But such rapid growth brings challenges. Job recruitment and job retention appear to be two categories in which Canary is looking to overcome by culling through available candidates to find who best fits the overall picture of the company.

"North Dakota, the Bakken area, has been a tough recruiting area due to the high cost of living and weather issues," said Tassin. "We are recruiting out of the northern states to find individuals that are used to that type of environment, but what we have noticed is that a lot of these people do not have much industry experience. We will invest in our employees that are interested in a long-term commitment. Our basic recruiting process is we will work with you, get you started, get you trained, and pay accordingly."

"We are basically looking for someone that wants to make a career out of it and that will help our company grow," he added.
"Canary really prefers when our employees can recommend someone," added Jacob. "We know that we can count on what our own people say and recommend."

[A run of rows]

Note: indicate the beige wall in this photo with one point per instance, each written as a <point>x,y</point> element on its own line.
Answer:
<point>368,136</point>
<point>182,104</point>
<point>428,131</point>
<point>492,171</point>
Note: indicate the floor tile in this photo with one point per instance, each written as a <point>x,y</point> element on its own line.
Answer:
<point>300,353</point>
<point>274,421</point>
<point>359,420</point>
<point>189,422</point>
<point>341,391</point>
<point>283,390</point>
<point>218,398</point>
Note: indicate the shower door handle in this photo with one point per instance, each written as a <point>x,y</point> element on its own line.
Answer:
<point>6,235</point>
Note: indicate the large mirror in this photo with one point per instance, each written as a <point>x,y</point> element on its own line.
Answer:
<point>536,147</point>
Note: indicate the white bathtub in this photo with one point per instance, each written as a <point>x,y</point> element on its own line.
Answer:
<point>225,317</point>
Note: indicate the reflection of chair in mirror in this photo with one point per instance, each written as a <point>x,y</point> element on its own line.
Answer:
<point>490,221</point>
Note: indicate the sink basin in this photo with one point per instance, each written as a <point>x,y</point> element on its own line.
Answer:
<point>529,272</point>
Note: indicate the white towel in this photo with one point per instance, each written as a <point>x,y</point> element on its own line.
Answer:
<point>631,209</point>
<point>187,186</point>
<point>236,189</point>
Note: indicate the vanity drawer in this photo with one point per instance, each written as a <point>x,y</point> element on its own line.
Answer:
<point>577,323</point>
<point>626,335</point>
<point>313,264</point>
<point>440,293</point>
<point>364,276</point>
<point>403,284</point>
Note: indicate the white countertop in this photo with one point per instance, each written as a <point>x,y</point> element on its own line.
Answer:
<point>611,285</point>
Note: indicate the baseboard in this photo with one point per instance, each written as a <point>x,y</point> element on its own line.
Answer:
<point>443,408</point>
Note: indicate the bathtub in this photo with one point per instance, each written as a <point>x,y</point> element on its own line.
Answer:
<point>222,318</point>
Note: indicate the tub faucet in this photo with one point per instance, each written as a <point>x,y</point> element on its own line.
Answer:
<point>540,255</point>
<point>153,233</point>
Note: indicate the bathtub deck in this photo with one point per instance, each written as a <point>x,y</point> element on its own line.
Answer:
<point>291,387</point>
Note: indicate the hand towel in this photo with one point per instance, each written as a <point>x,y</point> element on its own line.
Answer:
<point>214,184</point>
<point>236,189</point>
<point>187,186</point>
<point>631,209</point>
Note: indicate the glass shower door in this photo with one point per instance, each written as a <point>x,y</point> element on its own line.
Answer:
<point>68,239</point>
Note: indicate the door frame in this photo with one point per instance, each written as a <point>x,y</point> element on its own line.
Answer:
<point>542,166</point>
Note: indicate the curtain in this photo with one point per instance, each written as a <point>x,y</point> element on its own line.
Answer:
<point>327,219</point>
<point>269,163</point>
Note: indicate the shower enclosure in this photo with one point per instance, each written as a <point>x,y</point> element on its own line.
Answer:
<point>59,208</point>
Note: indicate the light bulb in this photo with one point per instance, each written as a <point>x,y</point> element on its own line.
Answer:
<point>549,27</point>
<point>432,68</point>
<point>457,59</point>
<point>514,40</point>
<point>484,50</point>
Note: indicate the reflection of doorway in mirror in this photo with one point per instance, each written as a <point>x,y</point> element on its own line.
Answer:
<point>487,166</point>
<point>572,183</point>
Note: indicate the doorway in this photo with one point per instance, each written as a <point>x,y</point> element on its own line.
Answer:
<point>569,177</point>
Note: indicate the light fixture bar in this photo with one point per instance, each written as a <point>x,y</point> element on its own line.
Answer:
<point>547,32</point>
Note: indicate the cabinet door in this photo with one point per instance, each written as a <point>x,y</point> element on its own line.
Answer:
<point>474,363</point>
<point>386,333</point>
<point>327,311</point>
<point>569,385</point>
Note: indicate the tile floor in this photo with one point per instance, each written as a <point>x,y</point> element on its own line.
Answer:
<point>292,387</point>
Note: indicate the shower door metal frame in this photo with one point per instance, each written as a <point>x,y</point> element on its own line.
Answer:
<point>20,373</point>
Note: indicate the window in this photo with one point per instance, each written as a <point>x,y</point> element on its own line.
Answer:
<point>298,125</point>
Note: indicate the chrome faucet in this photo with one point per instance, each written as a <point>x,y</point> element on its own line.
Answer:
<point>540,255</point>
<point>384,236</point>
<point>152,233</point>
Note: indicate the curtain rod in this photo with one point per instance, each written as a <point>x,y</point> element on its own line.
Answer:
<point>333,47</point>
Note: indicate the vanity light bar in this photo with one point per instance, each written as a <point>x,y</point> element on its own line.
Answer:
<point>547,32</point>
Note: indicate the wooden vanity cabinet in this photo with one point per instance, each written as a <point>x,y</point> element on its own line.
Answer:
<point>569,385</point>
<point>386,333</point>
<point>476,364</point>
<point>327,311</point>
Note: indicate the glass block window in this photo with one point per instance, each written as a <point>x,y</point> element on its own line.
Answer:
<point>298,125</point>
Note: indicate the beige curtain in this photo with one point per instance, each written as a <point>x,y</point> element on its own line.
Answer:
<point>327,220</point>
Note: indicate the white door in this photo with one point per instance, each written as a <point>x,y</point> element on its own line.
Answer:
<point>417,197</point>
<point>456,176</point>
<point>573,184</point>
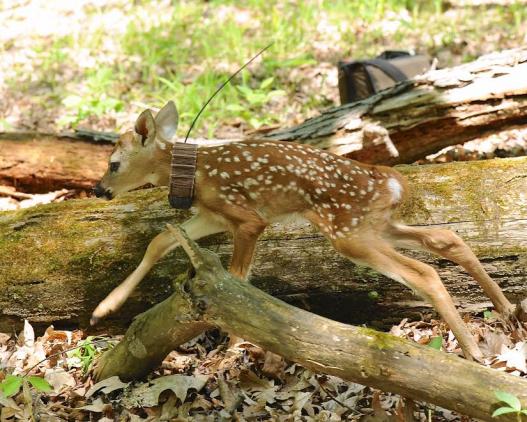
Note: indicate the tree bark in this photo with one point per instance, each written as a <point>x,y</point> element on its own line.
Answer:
<point>422,116</point>
<point>59,260</point>
<point>42,162</point>
<point>216,298</point>
<point>399,125</point>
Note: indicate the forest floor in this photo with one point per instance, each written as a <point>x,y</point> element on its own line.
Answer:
<point>99,63</point>
<point>203,380</point>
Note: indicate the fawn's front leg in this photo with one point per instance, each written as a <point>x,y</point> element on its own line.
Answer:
<point>196,228</point>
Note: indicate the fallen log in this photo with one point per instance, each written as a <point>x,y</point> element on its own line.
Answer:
<point>398,125</point>
<point>59,260</point>
<point>215,298</point>
<point>42,162</point>
<point>419,117</point>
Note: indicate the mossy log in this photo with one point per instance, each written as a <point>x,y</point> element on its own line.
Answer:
<point>59,260</point>
<point>398,125</point>
<point>215,298</point>
<point>419,117</point>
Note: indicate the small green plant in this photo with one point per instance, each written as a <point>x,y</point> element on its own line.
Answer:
<point>436,343</point>
<point>255,99</point>
<point>513,405</point>
<point>12,384</point>
<point>84,355</point>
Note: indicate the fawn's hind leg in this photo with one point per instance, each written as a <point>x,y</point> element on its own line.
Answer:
<point>380,256</point>
<point>449,245</point>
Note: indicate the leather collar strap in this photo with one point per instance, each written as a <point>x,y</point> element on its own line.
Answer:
<point>182,175</point>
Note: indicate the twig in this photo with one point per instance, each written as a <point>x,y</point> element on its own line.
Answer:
<point>7,191</point>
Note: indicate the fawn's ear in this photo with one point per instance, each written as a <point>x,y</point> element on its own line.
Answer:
<point>167,121</point>
<point>146,127</point>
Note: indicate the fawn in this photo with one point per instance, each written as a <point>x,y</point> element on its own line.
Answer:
<point>243,187</point>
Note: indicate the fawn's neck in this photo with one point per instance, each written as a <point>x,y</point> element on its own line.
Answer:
<point>161,173</point>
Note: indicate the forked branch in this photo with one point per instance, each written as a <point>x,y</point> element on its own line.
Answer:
<point>215,298</point>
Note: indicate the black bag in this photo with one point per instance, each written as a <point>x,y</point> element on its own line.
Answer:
<point>361,78</point>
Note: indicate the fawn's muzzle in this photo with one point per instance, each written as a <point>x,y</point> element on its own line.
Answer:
<point>101,192</point>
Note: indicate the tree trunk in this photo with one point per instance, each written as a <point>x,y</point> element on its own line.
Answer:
<point>422,116</point>
<point>399,125</point>
<point>59,260</point>
<point>39,162</point>
<point>215,298</point>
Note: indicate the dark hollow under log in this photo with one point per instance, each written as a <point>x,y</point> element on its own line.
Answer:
<point>216,298</point>
<point>58,261</point>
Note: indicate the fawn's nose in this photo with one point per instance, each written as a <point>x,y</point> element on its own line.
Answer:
<point>102,192</point>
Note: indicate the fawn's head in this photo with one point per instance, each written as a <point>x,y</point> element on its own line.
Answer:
<point>134,161</point>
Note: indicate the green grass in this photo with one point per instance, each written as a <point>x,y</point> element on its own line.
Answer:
<point>184,51</point>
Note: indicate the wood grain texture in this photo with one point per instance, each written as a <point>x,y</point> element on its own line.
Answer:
<point>215,298</point>
<point>58,261</point>
<point>440,108</point>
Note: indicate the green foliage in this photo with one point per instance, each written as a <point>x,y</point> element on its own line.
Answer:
<point>252,100</point>
<point>184,50</point>
<point>84,355</point>
<point>513,405</point>
<point>12,384</point>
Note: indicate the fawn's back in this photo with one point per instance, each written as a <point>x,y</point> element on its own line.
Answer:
<point>277,179</point>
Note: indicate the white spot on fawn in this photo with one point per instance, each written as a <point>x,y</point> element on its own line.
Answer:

Goal of the exercise
Continue the passage on Canary's recruitment and retention efforts in the Bakken area, beginning after its final sentence.

Written response
Canary is now the number one inventory company in North Dakota, which is also the number one oil producing state. In November 2012, North Dakota reached its highest output, yet. With more than 4,910 wells online, the state produced 20,072,728 barrels of oil.

"The Bakken is really our core competency and has been our focus until recently. We always have what the customer wants – that is how we grew in that area," said Tassin. "We are always forecasting, looking at markets, looking at our customers and forecasting with them. We stay one step ahead in order to meet our customer needs."

"We are not finished – we have only started," he stated.

With more than 10 years of journalism experience, Robin Dupre specializes in the offshore sector of the oil and gas industry. Email Robin at rdupre@rigzone.com.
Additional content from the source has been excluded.